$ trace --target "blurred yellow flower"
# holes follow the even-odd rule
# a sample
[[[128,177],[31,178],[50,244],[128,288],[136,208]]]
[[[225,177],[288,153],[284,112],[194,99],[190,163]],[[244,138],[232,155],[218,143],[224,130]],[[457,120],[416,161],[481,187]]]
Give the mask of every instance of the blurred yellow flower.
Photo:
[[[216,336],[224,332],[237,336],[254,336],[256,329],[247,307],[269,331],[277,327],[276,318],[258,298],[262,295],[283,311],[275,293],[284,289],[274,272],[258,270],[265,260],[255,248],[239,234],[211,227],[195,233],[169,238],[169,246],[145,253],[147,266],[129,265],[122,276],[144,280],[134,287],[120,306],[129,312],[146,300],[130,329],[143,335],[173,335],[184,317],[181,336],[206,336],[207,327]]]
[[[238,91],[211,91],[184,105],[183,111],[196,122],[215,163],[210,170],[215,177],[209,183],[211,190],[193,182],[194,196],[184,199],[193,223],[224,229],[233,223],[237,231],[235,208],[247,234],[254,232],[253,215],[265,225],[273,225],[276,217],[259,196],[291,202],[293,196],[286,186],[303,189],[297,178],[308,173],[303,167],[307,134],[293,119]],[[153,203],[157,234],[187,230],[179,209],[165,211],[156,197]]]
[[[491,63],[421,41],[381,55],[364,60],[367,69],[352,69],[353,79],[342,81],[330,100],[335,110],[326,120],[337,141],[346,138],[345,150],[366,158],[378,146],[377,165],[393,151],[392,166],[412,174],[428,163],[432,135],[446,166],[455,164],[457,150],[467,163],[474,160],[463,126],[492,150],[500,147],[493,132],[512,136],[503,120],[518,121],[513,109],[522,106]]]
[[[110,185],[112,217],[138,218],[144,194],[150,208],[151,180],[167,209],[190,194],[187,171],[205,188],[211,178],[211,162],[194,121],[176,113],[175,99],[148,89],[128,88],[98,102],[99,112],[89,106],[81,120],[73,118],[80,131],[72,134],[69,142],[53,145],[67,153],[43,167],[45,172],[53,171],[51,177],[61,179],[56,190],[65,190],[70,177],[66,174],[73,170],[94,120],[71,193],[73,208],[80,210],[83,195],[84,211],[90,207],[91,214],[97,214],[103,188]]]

WHAT TO PRODUCE:
Render every line of the items above as a JSON list of strings, one string per line, and leave out blank lines.

RESULT:
[
  "$ trace --target \"blurred yellow flower\"",
  "# holes follow the even-odd rule",
  "# a sample",
  "[[[128,177],[31,178],[50,244],[128,288],[136,208]]]",
  "[[[225,177],[288,153],[284,112],[194,99],[190,163]],[[244,138],[232,155],[218,143],[224,130]],[[457,120],[416,161],[481,187]]]",
  "Give the mask of every instance of the blurred yellow flower.",
  "Photo:",
  "[[[216,336],[224,332],[237,336],[254,336],[256,329],[247,307],[269,331],[277,327],[276,318],[258,298],[262,295],[283,311],[275,293],[284,289],[274,272],[258,270],[265,260],[255,248],[239,234],[211,227],[195,233],[169,238],[169,246],[145,253],[147,266],[129,265],[122,276],[144,280],[134,287],[120,306],[129,312],[146,300],[130,329],[143,335],[173,335],[184,317],[181,336],[206,336],[207,327]]]",
  "[[[238,91],[211,91],[184,105],[183,111],[196,122],[215,163],[210,170],[215,177],[209,183],[211,190],[193,182],[194,196],[184,199],[193,223],[224,229],[233,223],[237,231],[235,208],[247,234],[254,232],[253,215],[265,225],[273,225],[276,217],[259,196],[291,202],[293,196],[286,186],[303,189],[297,178],[308,173],[303,167],[307,134],[293,119]],[[153,203],[157,234],[187,230],[179,209],[165,211],[156,197]]]",
  "[[[491,63],[421,41],[381,55],[364,60],[367,69],[352,69],[353,79],[342,81],[330,100],[335,110],[326,120],[337,141],[346,138],[345,150],[366,158],[378,146],[377,165],[393,151],[392,166],[412,174],[428,163],[432,135],[446,166],[455,164],[457,150],[467,163],[474,160],[463,126],[492,150],[500,147],[493,132],[512,136],[503,120],[518,121],[513,109],[522,106]]]",
  "[[[110,185],[112,217],[138,218],[144,194],[150,208],[151,180],[167,209],[190,194],[187,171],[205,188],[211,178],[211,162],[194,121],[176,113],[175,99],[148,89],[128,88],[98,102],[99,112],[89,106],[81,120],[73,118],[80,131],[72,134],[69,142],[53,145],[67,153],[43,167],[45,172],[53,171],[51,177],[61,179],[56,190],[65,190],[70,177],[66,174],[73,170],[94,120],[71,193],[73,208],[80,210],[83,195],[84,211],[90,207],[91,214],[97,214],[103,188]]]"
]